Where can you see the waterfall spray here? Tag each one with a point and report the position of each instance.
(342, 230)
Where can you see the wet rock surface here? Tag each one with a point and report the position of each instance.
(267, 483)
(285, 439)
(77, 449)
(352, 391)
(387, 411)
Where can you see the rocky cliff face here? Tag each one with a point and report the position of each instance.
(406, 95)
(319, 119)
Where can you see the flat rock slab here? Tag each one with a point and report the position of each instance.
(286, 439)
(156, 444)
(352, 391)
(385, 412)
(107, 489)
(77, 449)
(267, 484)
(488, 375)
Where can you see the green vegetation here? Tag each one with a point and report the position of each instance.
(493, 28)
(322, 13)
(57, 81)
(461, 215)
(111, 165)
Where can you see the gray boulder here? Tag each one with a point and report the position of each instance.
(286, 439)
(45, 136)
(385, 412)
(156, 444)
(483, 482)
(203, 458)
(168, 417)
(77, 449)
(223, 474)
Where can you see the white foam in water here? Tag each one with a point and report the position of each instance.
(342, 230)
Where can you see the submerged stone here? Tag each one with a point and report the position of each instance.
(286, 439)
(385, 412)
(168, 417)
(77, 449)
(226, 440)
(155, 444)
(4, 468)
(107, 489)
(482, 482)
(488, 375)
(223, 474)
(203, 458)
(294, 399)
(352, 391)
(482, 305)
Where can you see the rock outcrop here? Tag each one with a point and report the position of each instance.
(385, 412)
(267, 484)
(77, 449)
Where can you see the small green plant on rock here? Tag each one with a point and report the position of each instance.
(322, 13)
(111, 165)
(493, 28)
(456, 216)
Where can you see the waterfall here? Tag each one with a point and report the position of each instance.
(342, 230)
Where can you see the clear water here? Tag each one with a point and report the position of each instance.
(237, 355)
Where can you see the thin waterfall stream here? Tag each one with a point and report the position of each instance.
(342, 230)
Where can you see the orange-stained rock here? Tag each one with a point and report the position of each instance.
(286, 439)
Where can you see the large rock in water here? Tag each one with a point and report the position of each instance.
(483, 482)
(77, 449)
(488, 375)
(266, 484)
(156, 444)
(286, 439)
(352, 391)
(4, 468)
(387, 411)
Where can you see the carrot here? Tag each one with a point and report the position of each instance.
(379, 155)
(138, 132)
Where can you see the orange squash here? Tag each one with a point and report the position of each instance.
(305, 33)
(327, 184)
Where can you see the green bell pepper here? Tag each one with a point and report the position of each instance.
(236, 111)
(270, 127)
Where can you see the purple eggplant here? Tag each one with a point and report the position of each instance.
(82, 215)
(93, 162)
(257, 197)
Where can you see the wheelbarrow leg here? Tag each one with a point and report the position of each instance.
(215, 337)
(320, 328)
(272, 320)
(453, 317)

§ Exercise directions
Convert the stretch of records from the line containing "Where can you see the wheelbarrow" through the end of the records into a two-column CSV with the columns text and answer. Give one row per record, with each value in a single quoted field and any line breaks replaced by spaces.

§ Finished answer
text,answer
"Where can you see the wheelbarrow leg here? Tag each one with a point and report the position of each instance.","(215, 337) (320, 328) (272, 320) (453, 317)"